***** Record set *****
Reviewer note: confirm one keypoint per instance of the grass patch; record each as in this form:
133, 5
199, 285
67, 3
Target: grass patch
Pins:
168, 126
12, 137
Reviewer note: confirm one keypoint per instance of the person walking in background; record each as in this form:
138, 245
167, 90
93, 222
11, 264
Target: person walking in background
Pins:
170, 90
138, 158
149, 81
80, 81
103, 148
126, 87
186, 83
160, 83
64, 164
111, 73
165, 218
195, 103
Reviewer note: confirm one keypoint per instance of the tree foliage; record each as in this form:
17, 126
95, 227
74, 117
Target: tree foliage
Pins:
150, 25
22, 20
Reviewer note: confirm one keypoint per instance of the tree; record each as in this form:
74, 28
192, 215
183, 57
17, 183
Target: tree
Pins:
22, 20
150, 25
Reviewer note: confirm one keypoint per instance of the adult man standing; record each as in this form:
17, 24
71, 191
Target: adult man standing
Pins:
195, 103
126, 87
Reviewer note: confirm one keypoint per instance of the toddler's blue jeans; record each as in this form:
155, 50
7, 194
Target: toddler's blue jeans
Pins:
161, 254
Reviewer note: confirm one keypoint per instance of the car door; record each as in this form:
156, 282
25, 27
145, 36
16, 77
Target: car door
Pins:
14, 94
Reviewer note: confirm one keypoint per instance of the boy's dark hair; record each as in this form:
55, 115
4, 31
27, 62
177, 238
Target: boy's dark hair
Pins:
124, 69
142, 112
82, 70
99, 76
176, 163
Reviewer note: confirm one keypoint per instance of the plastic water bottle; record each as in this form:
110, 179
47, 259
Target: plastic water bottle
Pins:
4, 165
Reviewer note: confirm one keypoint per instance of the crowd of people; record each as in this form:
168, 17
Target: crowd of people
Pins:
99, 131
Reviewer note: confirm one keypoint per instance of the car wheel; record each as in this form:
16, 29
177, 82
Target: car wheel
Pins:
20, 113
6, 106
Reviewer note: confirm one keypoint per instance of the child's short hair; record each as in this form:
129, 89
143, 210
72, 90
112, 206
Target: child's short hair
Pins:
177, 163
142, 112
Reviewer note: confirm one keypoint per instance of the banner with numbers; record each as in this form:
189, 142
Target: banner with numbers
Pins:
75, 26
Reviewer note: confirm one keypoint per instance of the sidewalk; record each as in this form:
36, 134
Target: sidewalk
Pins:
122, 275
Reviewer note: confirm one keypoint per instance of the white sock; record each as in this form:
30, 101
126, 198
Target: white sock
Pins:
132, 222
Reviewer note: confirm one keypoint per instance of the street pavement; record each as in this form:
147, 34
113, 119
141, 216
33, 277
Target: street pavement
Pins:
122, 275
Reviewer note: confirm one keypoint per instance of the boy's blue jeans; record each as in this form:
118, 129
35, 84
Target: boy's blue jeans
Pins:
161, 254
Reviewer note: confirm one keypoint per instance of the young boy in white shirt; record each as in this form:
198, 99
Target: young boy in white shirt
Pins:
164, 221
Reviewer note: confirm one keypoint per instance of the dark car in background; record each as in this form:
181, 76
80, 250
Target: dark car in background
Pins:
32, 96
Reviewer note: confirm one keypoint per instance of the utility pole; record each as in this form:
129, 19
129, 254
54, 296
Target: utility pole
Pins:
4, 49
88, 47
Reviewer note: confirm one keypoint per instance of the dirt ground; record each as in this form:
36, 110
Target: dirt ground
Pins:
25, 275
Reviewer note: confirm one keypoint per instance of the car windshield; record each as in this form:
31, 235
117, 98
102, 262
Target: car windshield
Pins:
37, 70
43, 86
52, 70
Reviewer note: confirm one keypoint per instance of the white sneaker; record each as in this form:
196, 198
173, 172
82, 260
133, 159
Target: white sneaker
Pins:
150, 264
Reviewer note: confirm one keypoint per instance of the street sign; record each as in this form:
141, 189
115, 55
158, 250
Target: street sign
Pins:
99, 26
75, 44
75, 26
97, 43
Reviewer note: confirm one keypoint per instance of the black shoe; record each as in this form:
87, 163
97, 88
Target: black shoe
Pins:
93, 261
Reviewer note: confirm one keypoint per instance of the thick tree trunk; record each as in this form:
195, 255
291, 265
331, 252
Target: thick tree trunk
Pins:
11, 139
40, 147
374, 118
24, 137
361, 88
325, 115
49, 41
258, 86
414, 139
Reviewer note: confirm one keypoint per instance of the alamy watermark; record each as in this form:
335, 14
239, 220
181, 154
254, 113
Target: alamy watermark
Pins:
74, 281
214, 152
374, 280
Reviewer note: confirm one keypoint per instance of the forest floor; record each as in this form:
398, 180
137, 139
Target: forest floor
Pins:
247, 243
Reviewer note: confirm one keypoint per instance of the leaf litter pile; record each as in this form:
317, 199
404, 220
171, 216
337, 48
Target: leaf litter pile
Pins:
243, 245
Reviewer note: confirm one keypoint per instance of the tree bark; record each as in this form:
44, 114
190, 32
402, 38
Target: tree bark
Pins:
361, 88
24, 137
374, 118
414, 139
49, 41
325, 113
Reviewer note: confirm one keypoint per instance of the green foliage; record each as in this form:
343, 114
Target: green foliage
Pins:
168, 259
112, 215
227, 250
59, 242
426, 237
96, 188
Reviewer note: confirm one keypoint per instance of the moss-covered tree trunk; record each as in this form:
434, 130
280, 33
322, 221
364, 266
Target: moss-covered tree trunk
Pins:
*****
What the exercise asks:
After reading the entries, reproduce every one of them exactly.

Written answer:
Reviewer note: confirm one keypoint per instance of the grass patch; record each as in this form:
133, 5
199, 285
67, 3
Target: grass patch
Pins:
168, 126
12, 137
Reviewer note: confirm one keypoint per instance of the person walking in background; record each as in this form:
138, 245
167, 90
93, 222
11, 264
Target: person walking in background
Pins:
170, 90
138, 158
149, 81
80, 81
103, 148
126, 87
186, 83
160, 83
64, 164
111, 73
165, 218
195, 103
Reviewer note: confirm one keypoint per instance of the tree foliage; record each as in this form:
17, 126
95, 227
74, 117
Target: tree foliage
Pins:
150, 25
22, 20
Reviewer note: confirm one keypoint per instance of the tree; record each as in this form:
74, 28
192, 215
183, 57
17, 183
Target: tree
Pins:
22, 20
150, 25
Reviewer note: confirm one keypoint per instance of the adult man standing; record each as in this form:
17, 24
71, 191
Target: adult man standing
Pins:
195, 103
126, 87
Reviewer note: confirm one keypoint per instance of the toddler's blue jeans; record each as in this form:
155, 50
7, 194
Target: toddler's blue jeans
Pins:
161, 254
Reviewer note: confirm one keypoint per instance of the car door; record each as in this form:
156, 282
25, 27
145, 36
16, 77
Target: car door
Pins:
14, 94
Reviewer note: confirm one keypoint per instance of the boy's dark hair; record each as in this form:
55, 115
4, 31
27, 62
177, 238
Target: boy's dark hair
Pins:
124, 69
142, 112
82, 70
99, 76
176, 163
Reviewer note: confirm one keypoint per instance of the plastic water bottle; record each as in this form:
110, 179
47, 259
Target: plastic water bottle
Pins:
4, 165
Reviewer note: confirm one keypoint per instance of the crowd of people; record each as in this form:
168, 17
Target: crowd of people
Pins:
99, 131
Reviewer note: confirm one keypoint per instance of the car wheel; record each as in this form:
16, 29
177, 82
Target: car wheel
Pins:
20, 113
6, 106
Reviewer note: confirm one keypoint per instance of the child's short hair; record each as in this form:
129, 89
143, 210
72, 90
112, 206
Target: child's short hair
Pins:
177, 163
142, 112
Reviewer note: confirm one keypoint per instance of the banner with numbers; record each as in this form:
189, 142
Target: banner with numbers
Pins:
75, 26
Reviewer note: confirm one keypoint per instance of the sidewalk; record each as in this form:
36, 134
Target: sidewalk
Pins:
122, 275
Reviewer note: confirm one keypoint per instance of the white sock; record each as in this form:
30, 101
126, 198
Target: white sock
Pins:
132, 222
Reviewer note: confirm one keypoint per instance of the street pavement; record each as in this form:
147, 34
113, 119
141, 216
33, 277
Target: street pavement
Pins:
122, 275
Reviewer note: confirm one keypoint per instance of the boy's blue jeans; record each as in this form:
118, 129
35, 84
Target: boy's blue jeans
Pins:
161, 254
Reviewer note: confirm one keypoint per instance of the young boy in white shirt; record each as in this form:
198, 99
Target: young boy in white shirt
Pins:
164, 221
Reviewer note: confirm one keypoint per instance of the dark car in background; record each as in this form:
181, 76
80, 250
Target: dark car in background
Pins:
32, 96
Reviewer note: confirm one keypoint per instance of the utility pole; record each as in this form:
129, 19
129, 254
54, 296
Target: utility pole
Pins:
4, 49
88, 47
Reviewer note: confirm one keypoint per instance of the dirt ground; record each as in this form:
36, 110
Target: dirt ground
Pins:
25, 275
Reviewer note: confirm one keypoint per instance of the car windshield; record each as in this form:
31, 235
117, 98
102, 262
Target: car windshield
Pins:
37, 70
43, 86
52, 70
Reviewer note: confirm one keypoint per instance of the white sneaker; record each as in this form:
196, 198
173, 172
82, 260
133, 159
Target: white sneaker
Pins:
150, 264
Reviewer note: confirm one keypoint per instance of the street sign; record each as in this form:
141, 189
115, 55
158, 250
Target: street sign
Pins:
99, 26
75, 44
75, 26
97, 43
Reviewer note: confirm one keypoint per instance of the black shoe; record each as in this form:
87, 163
97, 88
Target: black shoe
Pins:
93, 261
Reviewer note: confirm one keypoint per instance of the thick tree trunk; record each as in this form:
195, 255
291, 265
331, 252
Target: thick tree trunk
Pins:
11, 139
40, 147
374, 118
24, 137
361, 88
325, 115
49, 41
258, 86
414, 139
Reviewer note: confirm one keypoint per instance of the alamy watermark; record each as in this form:
335, 14
239, 220
181, 154
254, 113
Target: alamy watermark
Pins:
74, 281
214, 152
374, 280
Reviewer note: confirm one keypoint per instance of the forest floor; record each as in this form:
398, 180
137, 139
Target: forest floor
Pins:
247, 243
Reviewer note: confirm one keypoint per instance of the leaf litter pile; record each as in this form:
317, 199
404, 220
171, 216
337, 48
Target: leaf litter pile
Pins:
243, 245
Reviewer note: confirm one keypoint per instance of the tree bark; record each as in this form:
44, 114
190, 32
402, 38
Target: tree bark
Pins:
361, 88
24, 137
374, 118
414, 139
49, 41
325, 113
Reviewer note: confirm one keypoint per instance of the green foliage; record each as in this form:
343, 114
Target: green foliage
Pins:
168, 259
112, 215
227, 250
59, 242
426, 237
96, 188
Reviewer note: confirm one keypoint per instance of the moss-covered tree trunk; record each as in this form:
434, 130
280, 33
322, 221
364, 266
Target: moss-covered tree trunk
Pins:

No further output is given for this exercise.